## Exercise description
Go through the data below and return each line where the string "hand" appears.

[Saved entries]
:::::

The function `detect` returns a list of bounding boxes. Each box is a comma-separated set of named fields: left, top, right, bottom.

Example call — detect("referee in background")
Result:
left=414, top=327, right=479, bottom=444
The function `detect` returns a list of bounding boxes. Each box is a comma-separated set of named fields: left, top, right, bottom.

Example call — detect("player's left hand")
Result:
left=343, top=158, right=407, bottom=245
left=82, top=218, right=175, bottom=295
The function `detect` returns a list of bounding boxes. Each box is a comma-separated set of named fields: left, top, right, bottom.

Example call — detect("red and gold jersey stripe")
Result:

:::::

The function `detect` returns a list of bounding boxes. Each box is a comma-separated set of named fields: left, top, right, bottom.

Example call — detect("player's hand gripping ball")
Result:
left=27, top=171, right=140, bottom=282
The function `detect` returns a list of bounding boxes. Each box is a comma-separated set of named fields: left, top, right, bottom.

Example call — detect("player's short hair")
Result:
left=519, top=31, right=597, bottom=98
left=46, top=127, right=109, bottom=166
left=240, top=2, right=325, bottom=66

:::::

## Solution for this task
Example call — detect("player's left hand")
Example call — detect("player's hand gripping ball")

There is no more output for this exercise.